* FRAGMENTO:
------------------------------------------------------------
La Escolástica ya refutó ampliamente tal concepción contradictoria que
afirma la universalidad de ese conocimiento no universal. Es la
filosofía de la Iglesia: “sea santamente observada”; enseña San Pío X: “directe universalia cognoscimus” […] (D.S. 3620). Pero, el Vaticano II prefirió la filosofía de los ateos: cada cual con “su” verdad, “su fe” subjetiva (4.8), “sua principia religiosa”, sus “normas propias” (4.3), su “criterio propio libre” (8.1). Cualquiera tiene igual derecho de negar tal doctrina como falsa.
Dice el Concilio: Los actos interiores por los cuales “los hombres se ordenan directamente hacia Dios” son“voluntarios y libres”. Pero, el hombre tiene “naturaleza social”. Luego, esta naturaleza del hombre “exige que él se comunique con los otros en materia religiosa, que profese su religión (suam religionem) de modo comunitario” (3.7-3.8).
Del
Relativismo universal en el conocimiento pasa, contradictoriamente, al
Subjetivismo universal en el obrar. ¿Cómo conoce objetiva y
universalmente la “naturaleza” del hombre, quien afirma conocer todo “mediante conscientia propria” en
el sentido lógico? Esa naturaleza así conocida, ¿no es también
subjetiva, propia? ¿Cómo sabe que los actos interiores son
universalmente libres en todos? Si son libres bajo el aspecto lógico, si
en este aspecto no son necesarios, nada puede afirmar de “naturalezas”
y de sus exigencias: la negación es ahí equivalente a la afirmación. Si
los actos interiores son psicológicamente libres, pues conocemos
nuestra voluntad como tal, sabemos que las leyes morales no son libres,
como no lo son las verdades lógicas. ¿Cómo habla de “otros” quien sólo conoce “su” conciencia subjetiva? La “exigencia”
entonces no viene del objeto, de las leyes divinas, de Dios, sino de sí
mismo. Tenemos la contradicción: una necesidad libre. Entonces, por el
sofisma, se pasa de la libertad psicológica a la libertad lógica “de pensamiento” y a la libertad moral interior o exterior, “social“.
Todo cuanto el hombre quisiere interiormente será libre socialmente:
moral e inmoral, religioso e irreligioso, verdad y error, serán cosas
dependientes no de objetos más allá de la conciencia subjetiva, sino
del “proprio libero consilio”agnóstico.
Dice el Concilio que los “actos religiosos”, agnóstica y subjetivamente definidos, puestos “ex animi sui sententia”, es decir, dimanantes ontológicamente del espíritu del hombre, “por
los cuales ellos se ordenan a sí mismos hacia Dios, de modo privado y
público, trascienden el orden terrestre y temporal de las cosas” (3,10).
¡Sofisma!
------------------------------------------------------------
* REGISTROS DE DATOS:
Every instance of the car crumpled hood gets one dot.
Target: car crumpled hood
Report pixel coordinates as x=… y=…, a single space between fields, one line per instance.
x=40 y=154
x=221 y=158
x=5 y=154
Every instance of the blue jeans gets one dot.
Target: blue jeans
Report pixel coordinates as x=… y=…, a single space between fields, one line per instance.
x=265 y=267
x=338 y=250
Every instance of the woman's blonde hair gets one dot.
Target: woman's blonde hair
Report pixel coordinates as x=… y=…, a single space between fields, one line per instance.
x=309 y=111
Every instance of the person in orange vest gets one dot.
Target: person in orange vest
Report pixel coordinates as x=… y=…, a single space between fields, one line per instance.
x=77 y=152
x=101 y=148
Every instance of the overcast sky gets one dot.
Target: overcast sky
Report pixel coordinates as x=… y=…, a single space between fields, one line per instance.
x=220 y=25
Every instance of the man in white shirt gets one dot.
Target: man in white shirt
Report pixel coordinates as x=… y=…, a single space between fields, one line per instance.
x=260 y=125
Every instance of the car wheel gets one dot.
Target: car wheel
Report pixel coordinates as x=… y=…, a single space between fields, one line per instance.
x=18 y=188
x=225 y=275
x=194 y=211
------------------------------------------------------------
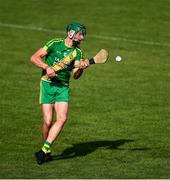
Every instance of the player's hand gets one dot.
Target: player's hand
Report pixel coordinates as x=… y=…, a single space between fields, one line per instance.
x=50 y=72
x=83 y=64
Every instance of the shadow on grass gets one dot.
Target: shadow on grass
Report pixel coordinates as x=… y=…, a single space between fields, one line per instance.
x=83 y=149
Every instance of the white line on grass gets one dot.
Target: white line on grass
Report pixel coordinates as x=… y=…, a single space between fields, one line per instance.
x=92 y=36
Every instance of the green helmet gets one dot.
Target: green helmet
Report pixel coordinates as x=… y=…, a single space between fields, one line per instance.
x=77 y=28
------------------------------------------------------------
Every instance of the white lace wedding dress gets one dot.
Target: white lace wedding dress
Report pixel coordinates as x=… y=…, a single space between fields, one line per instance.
------------------------------------------------------------
* PROBLEMA PLANTEADO: Copia del fragmento todo lo que va desde "La Escolástica ya" hasta "doctrina como falsa." y sustituye "Escolástica" por "Tradición". El material no tiene nada que ver con esto.

* RESPUESTA FINAL:
La Tradición ya refutó ampliamente tal concepción contradictoria que
afirma la universalidad de ese conocimiento no universal. Es la
filosofía de la Iglesia: “sea santamente observada”; enseña San Pío X: “directe universalia cognoscimus” […] (D.S. 3620). Pero, el Vaticano II prefirió la filosofía de los ateos: cada cual con “su” verdad, “su fe” subjetiva (4.8), “sua principia religiosa”, sus “normas propias” (4.3), su “criterio propio libre” (8.1). Cualquiera tiene igual derecho de negar tal doctrina como falsa.